* **Problem description**
Scale down the stretch from the line containing "point: dining table" through the end of the items below. Repeat those lines, requests included, with every x and y coordinate in the answers multiplied by 0.5 and rounded to whole numbers (halves go up), and give nothing else.

* **Records to process**
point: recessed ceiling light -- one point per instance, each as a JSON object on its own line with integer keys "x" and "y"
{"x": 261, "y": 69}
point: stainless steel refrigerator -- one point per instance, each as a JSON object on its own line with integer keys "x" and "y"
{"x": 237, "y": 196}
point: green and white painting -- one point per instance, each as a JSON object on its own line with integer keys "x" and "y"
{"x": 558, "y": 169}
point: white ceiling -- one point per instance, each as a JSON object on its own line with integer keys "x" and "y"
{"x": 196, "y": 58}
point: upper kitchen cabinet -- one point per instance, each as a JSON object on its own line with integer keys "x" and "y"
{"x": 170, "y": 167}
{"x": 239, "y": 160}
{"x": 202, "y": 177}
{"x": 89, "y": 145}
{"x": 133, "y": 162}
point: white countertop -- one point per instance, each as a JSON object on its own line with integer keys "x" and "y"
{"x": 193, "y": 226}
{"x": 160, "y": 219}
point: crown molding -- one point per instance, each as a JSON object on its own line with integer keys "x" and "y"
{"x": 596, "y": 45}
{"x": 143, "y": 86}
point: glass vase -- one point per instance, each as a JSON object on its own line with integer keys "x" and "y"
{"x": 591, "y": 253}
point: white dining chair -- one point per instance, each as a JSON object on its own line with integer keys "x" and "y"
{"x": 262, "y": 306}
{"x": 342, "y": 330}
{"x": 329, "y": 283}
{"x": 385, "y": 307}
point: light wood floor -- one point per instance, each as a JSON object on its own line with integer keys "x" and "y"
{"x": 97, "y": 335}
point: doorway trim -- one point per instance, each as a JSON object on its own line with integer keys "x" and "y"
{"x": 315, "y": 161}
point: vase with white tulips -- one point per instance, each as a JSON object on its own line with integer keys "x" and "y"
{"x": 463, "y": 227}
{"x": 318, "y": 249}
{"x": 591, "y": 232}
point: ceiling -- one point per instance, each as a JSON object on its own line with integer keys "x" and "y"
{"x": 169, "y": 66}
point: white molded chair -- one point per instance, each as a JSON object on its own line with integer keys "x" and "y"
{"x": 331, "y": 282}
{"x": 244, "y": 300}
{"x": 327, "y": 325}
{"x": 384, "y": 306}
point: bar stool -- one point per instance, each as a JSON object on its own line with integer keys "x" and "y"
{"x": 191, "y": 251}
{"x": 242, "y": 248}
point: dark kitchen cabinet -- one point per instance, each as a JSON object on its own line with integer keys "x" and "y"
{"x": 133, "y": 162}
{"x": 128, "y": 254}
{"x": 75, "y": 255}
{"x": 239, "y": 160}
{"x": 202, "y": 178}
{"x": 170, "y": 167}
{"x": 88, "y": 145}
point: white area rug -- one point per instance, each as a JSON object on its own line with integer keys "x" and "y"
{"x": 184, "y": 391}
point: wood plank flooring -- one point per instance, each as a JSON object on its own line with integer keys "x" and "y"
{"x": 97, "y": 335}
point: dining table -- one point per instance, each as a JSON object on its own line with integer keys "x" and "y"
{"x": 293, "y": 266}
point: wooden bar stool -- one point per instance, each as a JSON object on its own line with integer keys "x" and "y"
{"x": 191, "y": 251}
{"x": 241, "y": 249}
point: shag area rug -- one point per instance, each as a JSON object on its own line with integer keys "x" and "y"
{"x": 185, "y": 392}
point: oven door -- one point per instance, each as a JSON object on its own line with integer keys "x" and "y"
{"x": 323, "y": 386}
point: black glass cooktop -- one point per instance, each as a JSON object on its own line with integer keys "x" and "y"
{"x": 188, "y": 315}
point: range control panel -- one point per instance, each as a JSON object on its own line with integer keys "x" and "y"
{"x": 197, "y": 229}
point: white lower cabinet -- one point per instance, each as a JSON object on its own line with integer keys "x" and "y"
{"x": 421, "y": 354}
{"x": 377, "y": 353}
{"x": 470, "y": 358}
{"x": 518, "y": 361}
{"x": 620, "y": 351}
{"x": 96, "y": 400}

* **Result of this task**
point: dining table -- one point per instance, each as a JSON object on its own line with integer keys "x" and "y"
{"x": 147, "y": 133}
point: wooden bar stool -- one point per instance, each as a JSON object on its own line with integer keys "x" and "y"
{"x": 96, "y": 126}
{"x": 121, "y": 125}
point: shag area rug -- one point per instance, each as a JSON object on its own line with integer keys "x" and "y"
{"x": 93, "y": 196}
point: oven door -- one point per instance, each as a JSON object on its own line with integer keys "x" and "y"
{"x": 162, "y": 193}
point: black glass cooktop -- one point per instance, each as a JSON object on its own line with integer keys "x" and "y"
{"x": 94, "y": 158}
point: range control panel -- one point per instance, each as a JSON object on its own line with integer keys "x" and "y"
{"x": 99, "y": 115}
point: white lower cabinet -- one point per instance, each as a JSON object on its own line with integer keys "x" and "y"
{"x": 211, "y": 177}
{"x": 189, "y": 177}
{"x": 235, "y": 179}
{"x": 259, "y": 181}
{"x": 310, "y": 176}
{"x": 48, "y": 200}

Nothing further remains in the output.